● **Selected extract**

_ _ _ _ _ _ _

Note: `KMP_DUPLICATE_LIB_OK=TRUE` is needed on this machine due to duplicate OpenMP libraries.

## Testing

### Test files
- `tests/test_mppi.py` — 64 tests covering MPPI/SMPPI/KMPPI correctness and solution quality
- `tests/test_batch_wrapper.py` — 2 tests for handle_batch_input decorator
- `tests/benchmark_mppi.py` — Timing + solution quality benchmarks

### Test categories in test_mppi.py
- **TestMPPI** (26): shapes, bounds, features, determinism, state handling
- **TestSMPPI** (11): SMPPI-specific behavior, smoothness, action sequences
- **TestKMPPI** (12): kernel interpolation, support points, stability
- **TestSpecificActionSampler** (1): custom sampler integration
- **TestEdgeCases** (5): numpy input, high-dim, 1-sample, float32
- **TestSolutionQuality** (9): goal convergence, cost bounds, determinism, bounded actions

### Baseline performance (CPU, K=500, T=15)

_ _ _ _ _ _ _

● **Given records**
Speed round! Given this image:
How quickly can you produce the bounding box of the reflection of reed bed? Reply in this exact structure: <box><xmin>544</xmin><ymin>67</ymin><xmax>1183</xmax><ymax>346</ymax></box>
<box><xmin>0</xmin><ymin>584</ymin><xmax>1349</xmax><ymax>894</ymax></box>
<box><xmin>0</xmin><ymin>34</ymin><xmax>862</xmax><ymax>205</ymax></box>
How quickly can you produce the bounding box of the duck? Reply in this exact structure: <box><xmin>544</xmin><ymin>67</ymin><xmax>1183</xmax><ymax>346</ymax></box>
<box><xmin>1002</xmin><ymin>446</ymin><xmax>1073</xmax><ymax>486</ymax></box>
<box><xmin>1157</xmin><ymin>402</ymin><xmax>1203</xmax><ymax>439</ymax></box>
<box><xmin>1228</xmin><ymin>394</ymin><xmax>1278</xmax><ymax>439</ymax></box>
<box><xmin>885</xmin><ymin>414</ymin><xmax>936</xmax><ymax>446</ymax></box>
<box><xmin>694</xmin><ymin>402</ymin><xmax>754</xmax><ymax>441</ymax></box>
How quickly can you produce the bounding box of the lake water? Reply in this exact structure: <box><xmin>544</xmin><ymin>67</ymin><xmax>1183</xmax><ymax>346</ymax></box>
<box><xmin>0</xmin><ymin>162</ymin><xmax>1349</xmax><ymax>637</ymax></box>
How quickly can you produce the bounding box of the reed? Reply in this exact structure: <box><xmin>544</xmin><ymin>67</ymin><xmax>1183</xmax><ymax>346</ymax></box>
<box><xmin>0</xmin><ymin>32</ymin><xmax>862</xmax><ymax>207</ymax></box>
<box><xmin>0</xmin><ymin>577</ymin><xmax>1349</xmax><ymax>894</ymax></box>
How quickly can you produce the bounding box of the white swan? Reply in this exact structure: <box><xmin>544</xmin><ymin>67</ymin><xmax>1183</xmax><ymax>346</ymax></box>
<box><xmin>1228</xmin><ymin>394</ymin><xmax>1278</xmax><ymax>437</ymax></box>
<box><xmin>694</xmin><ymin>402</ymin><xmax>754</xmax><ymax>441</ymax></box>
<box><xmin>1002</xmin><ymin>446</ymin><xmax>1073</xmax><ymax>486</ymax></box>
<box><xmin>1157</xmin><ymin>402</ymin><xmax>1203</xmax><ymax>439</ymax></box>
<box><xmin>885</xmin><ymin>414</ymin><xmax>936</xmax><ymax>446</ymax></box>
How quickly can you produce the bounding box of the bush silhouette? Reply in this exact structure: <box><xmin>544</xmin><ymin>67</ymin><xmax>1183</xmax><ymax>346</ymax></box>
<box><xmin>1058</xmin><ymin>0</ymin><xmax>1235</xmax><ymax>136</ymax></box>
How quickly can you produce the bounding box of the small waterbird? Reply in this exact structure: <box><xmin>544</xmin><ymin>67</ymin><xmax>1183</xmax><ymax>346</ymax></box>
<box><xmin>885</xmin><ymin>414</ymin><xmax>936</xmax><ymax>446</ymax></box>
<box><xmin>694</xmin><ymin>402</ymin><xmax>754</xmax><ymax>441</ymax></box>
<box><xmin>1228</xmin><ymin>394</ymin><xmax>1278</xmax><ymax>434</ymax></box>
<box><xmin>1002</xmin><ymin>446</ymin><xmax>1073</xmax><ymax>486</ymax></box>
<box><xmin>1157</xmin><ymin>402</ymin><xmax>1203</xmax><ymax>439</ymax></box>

_ _ _ _ _ _ _

● **Exercises**
**a.** Using the testing notes, answer each question on its own line:
(i) How many tests does `tests/test_mppi.py` contain?
(ii) Which file holds the tests for the handle_batch_input decorator?
(iii) How many tests are listed under **TestKMPPI**?
**b.** Transcribe the rows from the line containing "How quickly can you produce the bounding box of the white" through the end of the rows, character for character.

● **Results for each task**
**a.**
(i) 64
(ii) `tests/test_batch_wrapper.py`
(iii) 12

**b.**
How quickly can you produce the bounding box of the white swan? Reply in this exact structure: <box><xmin>544</xmin><ymin>67</ymin><xmax>1183</xmax><ymax>346</ymax></box>
<box><xmin>1228</xmin><ymin>394</ymin><xmax>1278</xmax><ymax>437</ymax></box>
<box><xmin>694</xmin><ymin>402</ymin><xmax>754</xmax><ymax>441</ymax></box>
<box><xmin>1002</xmin><ymin>446</ymin><xmax>1073</xmax><ymax>486</ymax></box>
<box><xmin>1157</xmin><ymin>402</ymin><xmax>1203</xmax><ymax>439</ymax></box>
<box><xmin>885</xmin><ymin>414</ymin><xmax>936</xmax><ymax>446</ymax></box>
How quickly can you produce the bounding box of the bush silhouette? Reply in this exact structure: <box><xmin>544</xmin><ymin>67</ymin><xmax>1183</xmax><ymax>346</ymax></box>
<box><xmin>1058</xmin><ymin>0</ymin><xmax>1235</xmax><ymax>136</ymax></box>
How quickly can you produce the bounding box of the small waterbird? Reply in this exact structure: <box><xmin>544</xmin><ymin>67</ymin><xmax>1183</xmax><ymax>346</ymax></box>
<box><xmin>885</xmin><ymin>414</ymin><xmax>936</xmax><ymax>446</ymax></box>
<box><xmin>694</xmin><ymin>402</ymin><xmax>754</xmax><ymax>441</ymax></box>
<box><xmin>1228</xmin><ymin>394</ymin><xmax>1278</xmax><ymax>434</ymax></box>
<box><xmin>1002</xmin><ymin>446</ymin><xmax>1073</xmax><ymax>486</ymax></box>
<box><xmin>1157</xmin><ymin>402</ymin><xmax>1203</xmax><ymax>439</ymax></box>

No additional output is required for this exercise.